▶ REQUEST
Reproduce verbatim the lines of the records from the line containing "Query: smoke" through the line containing "40], [49, 54]]", including both of those lines, and output nothing else.

Shape-labeling records:
============

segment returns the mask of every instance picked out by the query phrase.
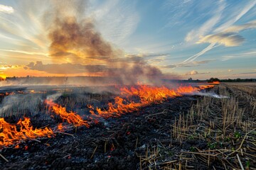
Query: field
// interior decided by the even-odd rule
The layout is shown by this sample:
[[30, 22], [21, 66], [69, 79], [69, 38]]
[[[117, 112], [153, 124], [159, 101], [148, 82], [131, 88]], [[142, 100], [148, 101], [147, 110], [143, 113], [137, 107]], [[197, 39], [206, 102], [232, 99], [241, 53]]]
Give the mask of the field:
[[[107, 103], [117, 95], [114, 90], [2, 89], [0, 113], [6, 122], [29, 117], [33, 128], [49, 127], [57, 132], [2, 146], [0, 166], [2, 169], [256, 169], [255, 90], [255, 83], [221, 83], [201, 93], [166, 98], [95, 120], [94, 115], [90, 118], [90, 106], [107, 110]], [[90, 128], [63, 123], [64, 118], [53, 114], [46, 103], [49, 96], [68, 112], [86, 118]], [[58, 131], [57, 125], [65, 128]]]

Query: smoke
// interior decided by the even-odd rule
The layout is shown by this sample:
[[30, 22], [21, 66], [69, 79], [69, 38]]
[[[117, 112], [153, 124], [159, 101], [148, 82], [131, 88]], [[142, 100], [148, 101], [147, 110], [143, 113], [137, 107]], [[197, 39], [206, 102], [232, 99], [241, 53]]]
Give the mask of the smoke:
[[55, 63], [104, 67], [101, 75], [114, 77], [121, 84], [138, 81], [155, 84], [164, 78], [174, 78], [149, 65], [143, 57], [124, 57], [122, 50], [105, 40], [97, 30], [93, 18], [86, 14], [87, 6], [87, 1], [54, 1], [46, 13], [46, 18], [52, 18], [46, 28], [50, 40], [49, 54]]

============

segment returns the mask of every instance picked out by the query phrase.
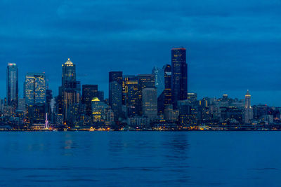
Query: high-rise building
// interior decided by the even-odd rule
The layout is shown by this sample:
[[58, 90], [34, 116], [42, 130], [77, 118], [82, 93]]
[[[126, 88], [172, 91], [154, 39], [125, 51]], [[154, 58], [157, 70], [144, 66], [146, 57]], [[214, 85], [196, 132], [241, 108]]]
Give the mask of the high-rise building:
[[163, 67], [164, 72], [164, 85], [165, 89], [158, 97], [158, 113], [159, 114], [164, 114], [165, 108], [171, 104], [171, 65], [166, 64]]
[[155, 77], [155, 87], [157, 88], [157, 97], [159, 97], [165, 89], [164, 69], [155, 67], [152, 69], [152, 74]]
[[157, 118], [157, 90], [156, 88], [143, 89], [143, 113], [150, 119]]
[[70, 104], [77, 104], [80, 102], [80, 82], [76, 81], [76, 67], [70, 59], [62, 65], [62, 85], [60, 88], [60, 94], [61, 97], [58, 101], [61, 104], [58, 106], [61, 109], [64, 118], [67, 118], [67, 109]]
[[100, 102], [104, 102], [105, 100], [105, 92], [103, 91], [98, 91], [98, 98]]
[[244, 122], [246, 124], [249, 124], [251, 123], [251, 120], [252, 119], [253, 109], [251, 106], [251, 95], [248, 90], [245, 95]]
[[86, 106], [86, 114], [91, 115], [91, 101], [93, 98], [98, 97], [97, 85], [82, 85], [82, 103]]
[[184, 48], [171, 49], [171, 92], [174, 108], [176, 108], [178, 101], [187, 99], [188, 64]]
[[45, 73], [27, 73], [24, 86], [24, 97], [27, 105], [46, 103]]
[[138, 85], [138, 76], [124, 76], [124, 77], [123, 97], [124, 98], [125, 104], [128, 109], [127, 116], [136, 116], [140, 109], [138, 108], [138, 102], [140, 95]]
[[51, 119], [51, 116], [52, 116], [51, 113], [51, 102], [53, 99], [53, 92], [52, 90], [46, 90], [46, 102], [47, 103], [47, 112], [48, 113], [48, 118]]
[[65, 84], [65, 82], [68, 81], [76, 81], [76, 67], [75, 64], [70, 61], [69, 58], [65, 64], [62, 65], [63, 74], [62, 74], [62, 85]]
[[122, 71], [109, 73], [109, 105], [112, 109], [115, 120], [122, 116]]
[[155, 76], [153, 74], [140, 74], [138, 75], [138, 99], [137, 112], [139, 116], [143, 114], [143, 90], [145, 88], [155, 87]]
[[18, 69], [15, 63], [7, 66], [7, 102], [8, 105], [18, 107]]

============

▶ THE SOLUTION
Query: smoke
// interior decided by the even-odd rule
The layout is shown by this sample:
[[30, 22], [21, 66], [69, 79], [69, 38]]
[[[117, 112], [153, 124], [159, 101], [148, 82], [131, 88]], [[142, 100], [148, 101], [147, 110], [143, 113], [137, 107]], [[197, 39], [206, 102], [232, 99], [241, 53]]]
Give the mask of the smoke:
[[55, 63], [104, 67], [101, 75], [114, 77], [121, 84], [138, 81], [155, 84], [164, 78], [174, 78], [149, 65], [143, 57], [124, 57], [122, 50], [105, 40], [97, 30], [93, 18], [86, 14], [87, 6], [87, 1], [54, 1], [46, 13], [46, 18], [52, 18], [46, 28], [50, 40], [49, 54]]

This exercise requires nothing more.